### MATERIAL SUPPLIED:

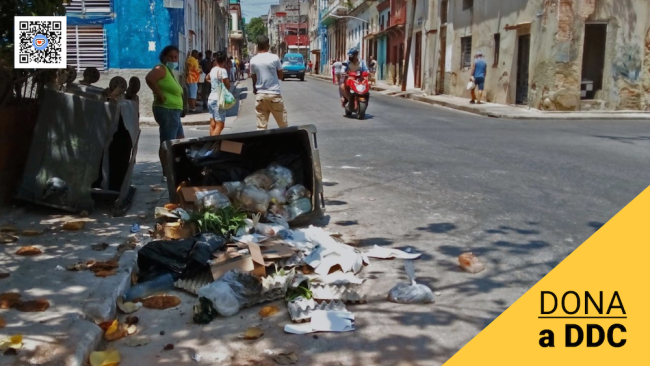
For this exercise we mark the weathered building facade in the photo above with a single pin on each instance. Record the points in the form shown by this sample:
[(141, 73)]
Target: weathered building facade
[(557, 55)]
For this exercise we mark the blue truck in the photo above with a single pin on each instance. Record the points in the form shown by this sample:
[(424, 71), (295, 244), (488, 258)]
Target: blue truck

### DIRECTIVE:
Rewrite all of the material above, changing every "single pin" to "single dot" and keeping everything else the same. Omit the pictures from your answer.

### PROBLEM SOLUTION:
For this exercise we mark the weathered building facade in the photo above with a single dot on each instance. Record the points in the form shown by this sample:
[(141, 73)]
Target: weathered building facade
[(557, 55)]
For this exercise we mark the blue truck in the photo above with a single dot on each instance. Record the points in the form shown by this sample:
[(424, 71), (295, 244), (488, 258)]
Target: blue truck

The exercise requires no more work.